→ **EXERCISE INSTRUCTIONS**
• a. Can you print the stretch of the snowboard boot thread from "it will take" through "a good idea,...."?
• b. Would you proceed with the snowboard boot thread from the point where it stops?

Don't be afraid to loosen stuff up a bit.....you're not gonna fly outta your bindings.....lol

if you're a relatively new rider,.....you're probably tensing up a lot which causes all of those stabilizing muscles and tendons in your feet and ankles to work overtime. If your boots and bindings are too tight they're gonna be screaming
for room to move.

try to get comfy riding alittle looser in the saddle

that's my 2cents


----------



## shelbybeck (Feb 27, 2011)

Mat said:


> So last year was my first year with my own equipment, I bought a starter board, starter bindings (basically uncomfortable stuff, didn't know if I was going to like boarding, I fell in love, anyways....) and I bought good outerwear, or so I thought. I bought the burton moto boots, love the concept and the easy of not dealing with tying boots, but hate the feel (I think its the boots, not positive) anyways my feet always start throbbing after a few runs so I have to take a break, which sucks because I would rather be riding. sometimes, not always my feet fall asleep. Not sure if im doing something wrong or what. Just seeing other peoples experience and suggestions.


yes,.....I see now,....you are a relatively new rider....
I know it's hard when you first start out.,,,,but you have to try and
have the mindset to stay loose. when you tense up, things are gonna start
to burn, tingle and throb....lol

it will take some practice, ...but if you are aware of how much your body, legs and feet are tensing up,...you can adjust and try to take alittle bit looser of an approach. believe me I know it's hard, but awareness is the key.

also,....strengthening your feet and ankles is a good idea,....
calf raises (3 directions-straight, toes in, toes out)....rotating, flexing, etc
are all really good to keep all those muscles and stabilizing tendons/ligaments strong.

→ **DATA PROVIDED**
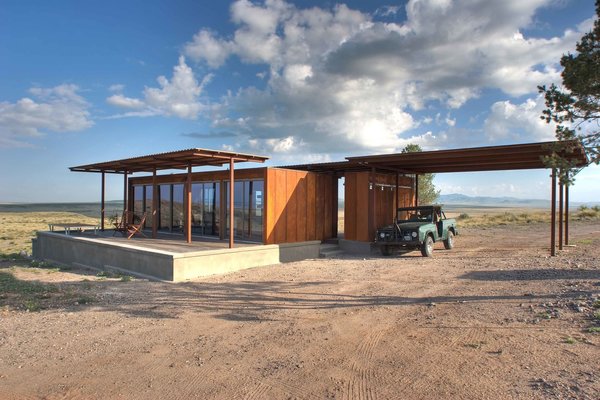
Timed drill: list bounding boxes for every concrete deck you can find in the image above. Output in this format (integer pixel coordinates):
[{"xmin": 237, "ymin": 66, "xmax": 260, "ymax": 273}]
[{"xmin": 32, "ymin": 231, "xmax": 321, "ymax": 282}]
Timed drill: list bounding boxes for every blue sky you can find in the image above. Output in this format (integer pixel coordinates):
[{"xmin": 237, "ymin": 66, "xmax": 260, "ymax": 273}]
[{"xmin": 0, "ymin": 0, "xmax": 600, "ymax": 202}]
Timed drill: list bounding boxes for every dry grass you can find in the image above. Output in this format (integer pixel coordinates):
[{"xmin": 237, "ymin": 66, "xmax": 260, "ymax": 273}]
[
  {"xmin": 456, "ymin": 207, "xmax": 600, "ymax": 227},
  {"xmin": 0, "ymin": 212, "xmax": 98, "ymax": 255}
]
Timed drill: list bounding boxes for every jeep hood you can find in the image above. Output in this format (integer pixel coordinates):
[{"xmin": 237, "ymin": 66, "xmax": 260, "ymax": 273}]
[{"xmin": 398, "ymin": 222, "xmax": 431, "ymax": 231}]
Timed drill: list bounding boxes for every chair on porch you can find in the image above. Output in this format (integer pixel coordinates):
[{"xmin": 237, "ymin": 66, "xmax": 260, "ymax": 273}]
[
  {"xmin": 113, "ymin": 211, "xmax": 147, "ymax": 239},
  {"xmin": 123, "ymin": 213, "xmax": 147, "ymax": 239},
  {"xmin": 113, "ymin": 211, "xmax": 131, "ymax": 236}
]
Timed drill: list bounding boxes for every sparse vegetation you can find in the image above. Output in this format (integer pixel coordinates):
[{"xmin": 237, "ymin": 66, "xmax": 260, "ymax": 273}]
[
  {"xmin": 564, "ymin": 336, "xmax": 577, "ymax": 344},
  {"xmin": 457, "ymin": 206, "xmax": 600, "ymax": 227},
  {"xmin": 0, "ymin": 271, "xmax": 58, "ymax": 311},
  {"xmin": 0, "ymin": 212, "xmax": 98, "ymax": 255}
]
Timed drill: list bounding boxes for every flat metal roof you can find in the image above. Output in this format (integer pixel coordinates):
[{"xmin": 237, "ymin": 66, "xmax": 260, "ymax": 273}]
[
  {"xmin": 69, "ymin": 148, "xmax": 269, "ymax": 173},
  {"xmin": 285, "ymin": 141, "xmax": 589, "ymax": 174}
]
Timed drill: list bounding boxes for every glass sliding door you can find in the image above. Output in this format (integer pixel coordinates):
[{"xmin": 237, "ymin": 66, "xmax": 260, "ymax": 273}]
[
  {"xmin": 172, "ymin": 184, "xmax": 185, "ymax": 233},
  {"xmin": 132, "ymin": 185, "xmax": 144, "ymax": 220},
  {"xmin": 192, "ymin": 182, "xmax": 220, "ymax": 236},
  {"xmin": 226, "ymin": 179, "xmax": 264, "ymax": 242},
  {"xmin": 145, "ymin": 185, "xmax": 152, "ymax": 228},
  {"xmin": 158, "ymin": 185, "xmax": 173, "ymax": 231}
]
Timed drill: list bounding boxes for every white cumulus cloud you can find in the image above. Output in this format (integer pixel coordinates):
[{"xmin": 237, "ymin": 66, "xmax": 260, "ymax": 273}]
[
  {"xmin": 484, "ymin": 95, "xmax": 554, "ymax": 143},
  {"xmin": 106, "ymin": 56, "xmax": 212, "ymax": 119},
  {"xmin": 177, "ymin": 0, "xmax": 589, "ymax": 153},
  {"xmin": 0, "ymin": 84, "xmax": 94, "ymax": 147}
]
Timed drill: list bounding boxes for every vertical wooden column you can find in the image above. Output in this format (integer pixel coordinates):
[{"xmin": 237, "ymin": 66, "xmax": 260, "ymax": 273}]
[
  {"xmin": 331, "ymin": 172, "xmax": 339, "ymax": 238},
  {"xmin": 415, "ymin": 174, "xmax": 419, "ymax": 207},
  {"xmin": 394, "ymin": 172, "xmax": 400, "ymax": 214},
  {"xmin": 229, "ymin": 158, "xmax": 235, "ymax": 249},
  {"xmin": 558, "ymin": 178, "xmax": 565, "ymax": 250},
  {"xmin": 369, "ymin": 168, "xmax": 377, "ymax": 240},
  {"xmin": 565, "ymin": 185, "xmax": 569, "ymax": 246},
  {"xmin": 123, "ymin": 170, "xmax": 128, "ymax": 211},
  {"xmin": 152, "ymin": 168, "xmax": 158, "ymax": 239},
  {"xmin": 100, "ymin": 171, "xmax": 106, "ymax": 231},
  {"xmin": 184, "ymin": 163, "xmax": 192, "ymax": 243},
  {"xmin": 550, "ymin": 168, "xmax": 556, "ymax": 256},
  {"xmin": 219, "ymin": 180, "xmax": 227, "ymax": 240}
]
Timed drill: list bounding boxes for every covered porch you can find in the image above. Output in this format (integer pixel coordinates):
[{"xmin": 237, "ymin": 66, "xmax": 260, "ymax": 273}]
[
  {"xmin": 32, "ymin": 230, "xmax": 321, "ymax": 282},
  {"xmin": 70, "ymin": 148, "xmax": 268, "ymax": 248}
]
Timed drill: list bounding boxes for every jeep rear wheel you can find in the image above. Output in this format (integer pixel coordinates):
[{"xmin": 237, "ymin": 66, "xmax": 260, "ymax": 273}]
[
  {"xmin": 381, "ymin": 246, "xmax": 393, "ymax": 257},
  {"xmin": 444, "ymin": 231, "xmax": 454, "ymax": 250},
  {"xmin": 421, "ymin": 235, "xmax": 433, "ymax": 257}
]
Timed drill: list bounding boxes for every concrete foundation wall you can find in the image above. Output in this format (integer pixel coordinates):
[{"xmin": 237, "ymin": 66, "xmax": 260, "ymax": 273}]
[
  {"xmin": 32, "ymin": 232, "xmax": 320, "ymax": 282},
  {"xmin": 339, "ymin": 239, "xmax": 379, "ymax": 256}
]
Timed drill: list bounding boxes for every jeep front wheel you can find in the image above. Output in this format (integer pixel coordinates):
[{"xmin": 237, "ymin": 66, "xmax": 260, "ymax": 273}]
[
  {"xmin": 421, "ymin": 235, "xmax": 433, "ymax": 257},
  {"xmin": 381, "ymin": 246, "xmax": 392, "ymax": 257},
  {"xmin": 444, "ymin": 231, "xmax": 454, "ymax": 250}
]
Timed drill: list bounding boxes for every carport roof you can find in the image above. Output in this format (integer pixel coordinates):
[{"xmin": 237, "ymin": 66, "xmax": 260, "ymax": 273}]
[{"xmin": 286, "ymin": 141, "xmax": 588, "ymax": 174}]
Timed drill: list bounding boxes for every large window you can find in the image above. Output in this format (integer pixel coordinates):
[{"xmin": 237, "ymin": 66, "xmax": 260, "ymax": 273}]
[
  {"xmin": 172, "ymin": 183, "xmax": 185, "ymax": 232},
  {"xmin": 227, "ymin": 180, "xmax": 264, "ymax": 242},
  {"xmin": 192, "ymin": 182, "xmax": 220, "ymax": 236},
  {"xmin": 133, "ymin": 180, "xmax": 264, "ymax": 242}
]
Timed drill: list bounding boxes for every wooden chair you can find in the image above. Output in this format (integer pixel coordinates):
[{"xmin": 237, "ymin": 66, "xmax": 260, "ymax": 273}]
[
  {"xmin": 113, "ymin": 211, "xmax": 130, "ymax": 236},
  {"xmin": 123, "ymin": 213, "xmax": 147, "ymax": 239}
]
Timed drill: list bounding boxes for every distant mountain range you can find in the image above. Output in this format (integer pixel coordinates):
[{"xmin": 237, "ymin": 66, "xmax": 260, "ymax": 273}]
[{"xmin": 437, "ymin": 193, "xmax": 598, "ymax": 208}]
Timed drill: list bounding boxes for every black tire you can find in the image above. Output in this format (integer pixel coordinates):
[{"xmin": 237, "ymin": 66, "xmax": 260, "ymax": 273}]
[
  {"xmin": 444, "ymin": 231, "xmax": 454, "ymax": 250},
  {"xmin": 421, "ymin": 235, "xmax": 433, "ymax": 257},
  {"xmin": 381, "ymin": 246, "xmax": 393, "ymax": 257}
]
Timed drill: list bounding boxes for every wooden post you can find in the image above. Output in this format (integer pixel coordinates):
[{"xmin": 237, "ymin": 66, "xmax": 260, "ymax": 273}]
[
  {"xmin": 369, "ymin": 168, "xmax": 377, "ymax": 240},
  {"xmin": 565, "ymin": 185, "xmax": 569, "ymax": 246},
  {"xmin": 394, "ymin": 172, "xmax": 400, "ymax": 214},
  {"xmin": 185, "ymin": 163, "xmax": 192, "ymax": 243},
  {"xmin": 550, "ymin": 168, "xmax": 556, "ymax": 257},
  {"xmin": 331, "ymin": 172, "xmax": 339, "ymax": 238},
  {"xmin": 229, "ymin": 158, "xmax": 235, "ymax": 249},
  {"xmin": 152, "ymin": 168, "xmax": 158, "ymax": 239},
  {"xmin": 248, "ymin": 181, "xmax": 254, "ymax": 237},
  {"xmin": 219, "ymin": 179, "xmax": 227, "ymax": 240},
  {"xmin": 558, "ymin": 182, "xmax": 565, "ymax": 250},
  {"xmin": 100, "ymin": 171, "xmax": 106, "ymax": 232},
  {"xmin": 123, "ymin": 170, "xmax": 128, "ymax": 211},
  {"xmin": 415, "ymin": 174, "xmax": 419, "ymax": 207}
]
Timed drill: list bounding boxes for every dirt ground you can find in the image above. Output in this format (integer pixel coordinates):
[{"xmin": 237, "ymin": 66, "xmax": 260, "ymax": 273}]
[{"xmin": 0, "ymin": 222, "xmax": 600, "ymax": 400}]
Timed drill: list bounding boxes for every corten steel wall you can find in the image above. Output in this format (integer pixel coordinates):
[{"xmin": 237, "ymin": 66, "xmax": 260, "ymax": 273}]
[
  {"xmin": 264, "ymin": 168, "xmax": 337, "ymax": 244},
  {"xmin": 344, "ymin": 172, "xmax": 415, "ymax": 242}
]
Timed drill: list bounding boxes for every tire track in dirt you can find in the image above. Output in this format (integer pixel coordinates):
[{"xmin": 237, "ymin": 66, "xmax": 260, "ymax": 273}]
[
  {"xmin": 273, "ymin": 380, "xmax": 322, "ymax": 400},
  {"xmin": 342, "ymin": 328, "xmax": 389, "ymax": 400},
  {"xmin": 242, "ymin": 382, "xmax": 271, "ymax": 400}
]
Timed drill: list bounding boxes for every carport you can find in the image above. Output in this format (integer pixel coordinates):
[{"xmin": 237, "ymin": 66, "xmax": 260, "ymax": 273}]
[{"xmin": 288, "ymin": 141, "xmax": 589, "ymax": 256}]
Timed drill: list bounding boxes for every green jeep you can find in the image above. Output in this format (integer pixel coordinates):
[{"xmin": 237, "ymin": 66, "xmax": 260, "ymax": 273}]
[{"xmin": 375, "ymin": 206, "xmax": 458, "ymax": 257}]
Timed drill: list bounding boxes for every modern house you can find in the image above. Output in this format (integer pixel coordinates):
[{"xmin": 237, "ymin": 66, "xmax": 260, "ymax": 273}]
[{"xmin": 33, "ymin": 142, "xmax": 587, "ymax": 280}]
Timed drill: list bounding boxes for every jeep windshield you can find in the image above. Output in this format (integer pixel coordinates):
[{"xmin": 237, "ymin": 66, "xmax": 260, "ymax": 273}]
[{"xmin": 396, "ymin": 206, "xmax": 440, "ymax": 223}]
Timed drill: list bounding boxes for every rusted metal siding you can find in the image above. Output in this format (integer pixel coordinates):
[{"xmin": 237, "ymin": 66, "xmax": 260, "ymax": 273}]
[
  {"xmin": 265, "ymin": 168, "xmax": 337, "ymax": 244},
  {"xmin": 344, "ymin": 172, "xmax": 414, "ymax": 242}
]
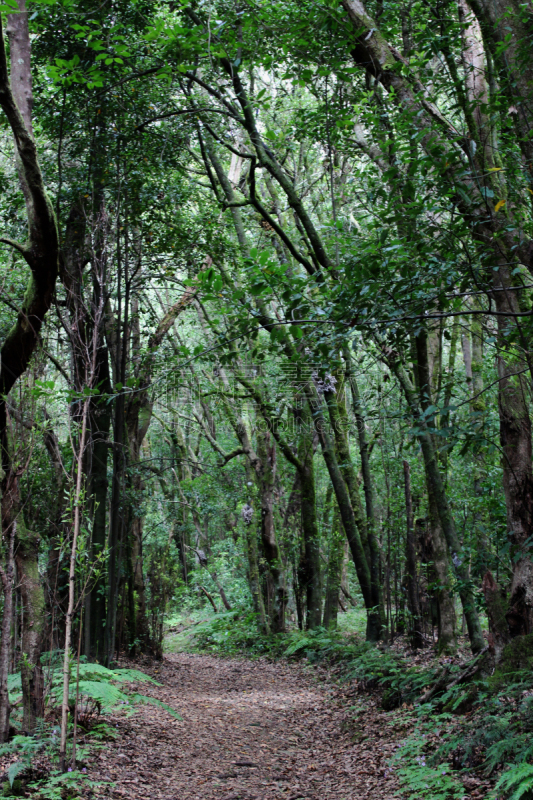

→ **OUTPUTS**
• a.
it will take some practice, ...but if you are aware of how much your body, legs and feet are tensing up,...you can adjust and try to take alittle bit looser of an approach. believe me I know it's hard, but awareness is the key.

also,....strengthening your feet and ankles is a good idea,....

• b.
that being said.....if you intuitively feel your boots are a bad fit,...and nothing you try is helping....you may have to cut your losses.
I have a pair of burton grails and love em.....but that's just me

good luck man......I hope I helped some


----------



## trapper (Jan 15, 2013)

If you're a Bigfoot like me, people like to tell you to get the smallest boots you can fit into in order to reduce your footprint. But I've actually found that with Burton boots, I had to go a size higher (with my model anyways). This is where I'm comfortable riding all day, even if it's at the cost of a bit of toe and heel overhang. Sounds like your boots might be small for your foot. 

But that's just my take and I'm fairly new to the sport as well. You'd do well to listen to people like BA, bseracka, hktrdr and others who seem to pretty much know their shit when it comes to this stuff.


----------



## Mat (Oct 25, 2013)

I appreciate the help guys i will have to try some suggestions when the slope opens up


----------



## Boarder33 (Oct 28, 2013)

Im going to try a pair of Motos out. Found a nice deal on a pair. Hoping they live up to what I expect.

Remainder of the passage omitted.